Cosa fare –
Aggiorna il tratto dell'articolo sulla legge elettorale che va da "Le ultime elezioni" fino a "questione è seria.", mettendo "Corte" al posto di "Consulta".
━━ Testo fornito ━━
3 dicembre, decade il parlamento ?

Le ultime elezioni dipendono dalla Suprema Corte

Che succede se il premio di maggioranza diventa incostituzionale? Decade il Parlamento, o si ridisegna tutto

Il prossimo 3 dicembre, com’è arcinoto, è fissata l’udienza della Corte costituzionale per valutare la legittimità costituzionale della legge elettorale delle Camere, sollevata con ordinanza 12060/13 dalla I sezione civile della Corte di Cassazione. Insomma: la Consulta si esprime sul cosiddetto “Porcellum”. Non è il caso di trattare la questione per slogan. La questione è seria.
━━━
━━ Righe grezze ━━
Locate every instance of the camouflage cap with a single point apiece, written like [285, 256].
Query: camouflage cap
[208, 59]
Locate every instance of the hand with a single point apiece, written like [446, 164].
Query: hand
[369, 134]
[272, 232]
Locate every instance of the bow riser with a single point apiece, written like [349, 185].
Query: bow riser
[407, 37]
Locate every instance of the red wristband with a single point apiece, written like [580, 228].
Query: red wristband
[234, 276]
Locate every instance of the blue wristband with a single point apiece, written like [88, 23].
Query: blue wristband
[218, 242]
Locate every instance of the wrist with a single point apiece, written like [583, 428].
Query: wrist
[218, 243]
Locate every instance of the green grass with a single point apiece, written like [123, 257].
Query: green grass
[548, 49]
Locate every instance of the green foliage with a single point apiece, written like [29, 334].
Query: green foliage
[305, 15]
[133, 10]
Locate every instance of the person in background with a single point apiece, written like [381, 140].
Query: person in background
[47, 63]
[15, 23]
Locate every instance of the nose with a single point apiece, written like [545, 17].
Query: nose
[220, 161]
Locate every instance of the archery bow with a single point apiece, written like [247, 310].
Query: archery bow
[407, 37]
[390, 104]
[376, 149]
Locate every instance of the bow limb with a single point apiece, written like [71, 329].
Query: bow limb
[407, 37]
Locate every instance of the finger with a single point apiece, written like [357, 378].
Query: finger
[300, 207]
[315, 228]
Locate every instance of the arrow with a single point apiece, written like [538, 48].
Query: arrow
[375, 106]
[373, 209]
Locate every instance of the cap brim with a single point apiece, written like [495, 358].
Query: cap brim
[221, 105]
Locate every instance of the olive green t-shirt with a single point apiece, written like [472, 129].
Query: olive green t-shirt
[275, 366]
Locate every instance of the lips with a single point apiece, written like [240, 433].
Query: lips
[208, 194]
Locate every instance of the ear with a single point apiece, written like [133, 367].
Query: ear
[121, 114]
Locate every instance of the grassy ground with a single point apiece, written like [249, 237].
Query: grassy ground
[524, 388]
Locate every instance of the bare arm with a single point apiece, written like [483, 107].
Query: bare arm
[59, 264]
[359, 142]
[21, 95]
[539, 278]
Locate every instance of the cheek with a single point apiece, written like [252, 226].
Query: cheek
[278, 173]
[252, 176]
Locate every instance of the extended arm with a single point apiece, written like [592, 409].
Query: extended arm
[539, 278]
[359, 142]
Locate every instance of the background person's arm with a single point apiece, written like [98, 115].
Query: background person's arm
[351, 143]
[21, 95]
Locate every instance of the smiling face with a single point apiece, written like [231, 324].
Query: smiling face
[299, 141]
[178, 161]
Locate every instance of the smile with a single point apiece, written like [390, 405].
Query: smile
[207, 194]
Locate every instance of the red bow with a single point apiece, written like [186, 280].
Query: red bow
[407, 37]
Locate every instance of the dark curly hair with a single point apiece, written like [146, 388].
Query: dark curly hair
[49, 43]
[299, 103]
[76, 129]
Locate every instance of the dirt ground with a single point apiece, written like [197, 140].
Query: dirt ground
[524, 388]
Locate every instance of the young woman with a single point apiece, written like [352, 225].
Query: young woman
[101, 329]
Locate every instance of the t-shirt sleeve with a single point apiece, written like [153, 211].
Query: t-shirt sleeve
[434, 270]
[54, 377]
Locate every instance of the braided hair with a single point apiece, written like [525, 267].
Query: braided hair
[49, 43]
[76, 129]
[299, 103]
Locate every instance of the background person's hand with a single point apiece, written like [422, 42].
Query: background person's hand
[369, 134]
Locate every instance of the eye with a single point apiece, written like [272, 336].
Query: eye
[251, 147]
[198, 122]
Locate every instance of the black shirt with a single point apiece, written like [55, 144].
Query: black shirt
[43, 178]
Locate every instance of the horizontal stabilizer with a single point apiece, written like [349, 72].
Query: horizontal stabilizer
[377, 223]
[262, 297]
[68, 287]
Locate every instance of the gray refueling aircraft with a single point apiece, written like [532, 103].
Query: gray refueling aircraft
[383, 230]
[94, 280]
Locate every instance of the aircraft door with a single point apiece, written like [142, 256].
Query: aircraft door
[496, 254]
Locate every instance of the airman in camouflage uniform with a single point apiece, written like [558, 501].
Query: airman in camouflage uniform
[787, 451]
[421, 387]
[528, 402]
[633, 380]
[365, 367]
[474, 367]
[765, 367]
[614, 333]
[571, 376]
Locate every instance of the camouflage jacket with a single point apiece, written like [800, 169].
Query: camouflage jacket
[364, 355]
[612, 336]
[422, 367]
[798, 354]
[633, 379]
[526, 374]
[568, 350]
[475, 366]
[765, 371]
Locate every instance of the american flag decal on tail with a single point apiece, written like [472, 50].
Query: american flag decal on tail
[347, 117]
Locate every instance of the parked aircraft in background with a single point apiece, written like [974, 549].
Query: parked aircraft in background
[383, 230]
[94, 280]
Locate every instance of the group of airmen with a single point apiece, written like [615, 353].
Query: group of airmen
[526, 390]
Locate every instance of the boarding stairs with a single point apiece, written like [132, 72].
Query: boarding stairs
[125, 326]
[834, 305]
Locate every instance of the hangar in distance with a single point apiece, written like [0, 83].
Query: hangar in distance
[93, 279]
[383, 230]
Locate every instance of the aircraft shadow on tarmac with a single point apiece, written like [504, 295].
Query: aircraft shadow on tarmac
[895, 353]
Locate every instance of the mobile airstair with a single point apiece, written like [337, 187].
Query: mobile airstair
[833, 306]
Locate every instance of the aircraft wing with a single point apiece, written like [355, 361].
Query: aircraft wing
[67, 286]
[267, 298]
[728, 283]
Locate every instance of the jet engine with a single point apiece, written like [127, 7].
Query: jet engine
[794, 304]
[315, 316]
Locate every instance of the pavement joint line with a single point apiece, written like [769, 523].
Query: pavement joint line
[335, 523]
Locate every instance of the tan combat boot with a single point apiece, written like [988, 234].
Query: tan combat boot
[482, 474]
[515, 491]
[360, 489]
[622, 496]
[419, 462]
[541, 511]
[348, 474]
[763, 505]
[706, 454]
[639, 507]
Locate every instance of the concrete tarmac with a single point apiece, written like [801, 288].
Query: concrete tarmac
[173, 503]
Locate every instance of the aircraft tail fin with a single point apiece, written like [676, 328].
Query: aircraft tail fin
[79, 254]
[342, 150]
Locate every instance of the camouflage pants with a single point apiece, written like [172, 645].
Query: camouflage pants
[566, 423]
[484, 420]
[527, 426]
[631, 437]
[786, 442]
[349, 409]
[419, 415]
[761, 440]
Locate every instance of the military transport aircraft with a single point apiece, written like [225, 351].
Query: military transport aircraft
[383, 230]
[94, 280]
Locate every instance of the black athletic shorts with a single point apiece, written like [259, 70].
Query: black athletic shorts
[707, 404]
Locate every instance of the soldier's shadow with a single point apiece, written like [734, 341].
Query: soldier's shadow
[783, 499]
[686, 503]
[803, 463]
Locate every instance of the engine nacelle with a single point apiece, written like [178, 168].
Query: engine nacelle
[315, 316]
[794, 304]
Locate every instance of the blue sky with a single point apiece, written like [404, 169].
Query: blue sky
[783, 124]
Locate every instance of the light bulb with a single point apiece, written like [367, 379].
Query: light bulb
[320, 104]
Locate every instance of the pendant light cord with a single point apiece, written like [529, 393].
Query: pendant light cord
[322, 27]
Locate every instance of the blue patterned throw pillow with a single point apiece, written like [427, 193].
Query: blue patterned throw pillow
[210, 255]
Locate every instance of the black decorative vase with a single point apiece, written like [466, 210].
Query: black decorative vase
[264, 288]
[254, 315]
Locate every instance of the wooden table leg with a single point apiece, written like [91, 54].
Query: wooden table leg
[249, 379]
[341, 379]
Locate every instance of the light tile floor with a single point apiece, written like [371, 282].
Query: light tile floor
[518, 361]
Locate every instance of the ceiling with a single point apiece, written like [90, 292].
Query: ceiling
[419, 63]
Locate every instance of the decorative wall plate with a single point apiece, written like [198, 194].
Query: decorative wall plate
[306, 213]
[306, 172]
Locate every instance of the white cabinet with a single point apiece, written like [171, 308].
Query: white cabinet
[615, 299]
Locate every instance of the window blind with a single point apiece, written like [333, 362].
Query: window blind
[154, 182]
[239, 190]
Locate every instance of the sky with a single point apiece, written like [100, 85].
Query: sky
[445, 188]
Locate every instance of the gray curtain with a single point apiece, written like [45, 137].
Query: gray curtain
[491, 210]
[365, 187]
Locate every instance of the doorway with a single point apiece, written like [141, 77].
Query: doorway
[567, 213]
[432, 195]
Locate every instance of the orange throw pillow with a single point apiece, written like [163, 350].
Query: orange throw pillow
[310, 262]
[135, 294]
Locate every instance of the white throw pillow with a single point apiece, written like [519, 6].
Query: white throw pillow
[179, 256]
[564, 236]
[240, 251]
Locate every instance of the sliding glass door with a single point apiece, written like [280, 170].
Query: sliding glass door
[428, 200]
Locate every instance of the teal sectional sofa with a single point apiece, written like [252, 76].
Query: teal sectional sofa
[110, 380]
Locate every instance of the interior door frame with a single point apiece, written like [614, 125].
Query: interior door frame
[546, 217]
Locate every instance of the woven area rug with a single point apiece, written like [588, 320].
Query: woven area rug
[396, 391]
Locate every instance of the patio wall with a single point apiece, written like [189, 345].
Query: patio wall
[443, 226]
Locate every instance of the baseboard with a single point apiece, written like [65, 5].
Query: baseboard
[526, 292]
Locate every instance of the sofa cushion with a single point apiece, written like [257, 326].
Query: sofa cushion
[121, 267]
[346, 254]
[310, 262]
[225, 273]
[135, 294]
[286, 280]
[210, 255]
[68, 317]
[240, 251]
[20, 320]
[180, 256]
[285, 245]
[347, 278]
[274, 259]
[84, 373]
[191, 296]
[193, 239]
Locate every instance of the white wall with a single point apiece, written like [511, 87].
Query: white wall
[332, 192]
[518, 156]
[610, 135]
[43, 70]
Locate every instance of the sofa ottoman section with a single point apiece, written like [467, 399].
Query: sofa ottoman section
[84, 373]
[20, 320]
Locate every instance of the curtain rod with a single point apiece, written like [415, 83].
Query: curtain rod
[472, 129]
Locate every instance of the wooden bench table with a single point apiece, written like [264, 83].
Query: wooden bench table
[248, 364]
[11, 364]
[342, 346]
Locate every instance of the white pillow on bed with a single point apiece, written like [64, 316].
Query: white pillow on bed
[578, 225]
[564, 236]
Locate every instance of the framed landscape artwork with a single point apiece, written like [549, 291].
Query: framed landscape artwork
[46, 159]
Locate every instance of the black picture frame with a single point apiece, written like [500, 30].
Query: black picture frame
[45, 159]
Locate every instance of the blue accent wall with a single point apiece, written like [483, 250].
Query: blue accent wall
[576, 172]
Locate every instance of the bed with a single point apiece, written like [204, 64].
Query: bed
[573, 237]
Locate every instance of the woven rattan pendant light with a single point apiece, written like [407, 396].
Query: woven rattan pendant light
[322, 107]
━━━
Risposta –
Le ultime elezioni dipendono dalla Suprema Corte

Che succede se il premio di maggioranza diventa incostituzionale? Decade il Parlamento, o si ridisegna tutto

Il prossimo 3 dicembre, com’è arcinoto, è fissata l’udienza della Corte costituzionale per valutare la legittimità costituzionale della legge elettorale delle Camere, sollevata con ordinanza 12060/13 dalla I sezione civile della Corte di Cassazione. Insomma: la Corte si esprime sul cosiddetto “Porcellum”. Non è il caso di trattare la questione per slogan. La questione è seria.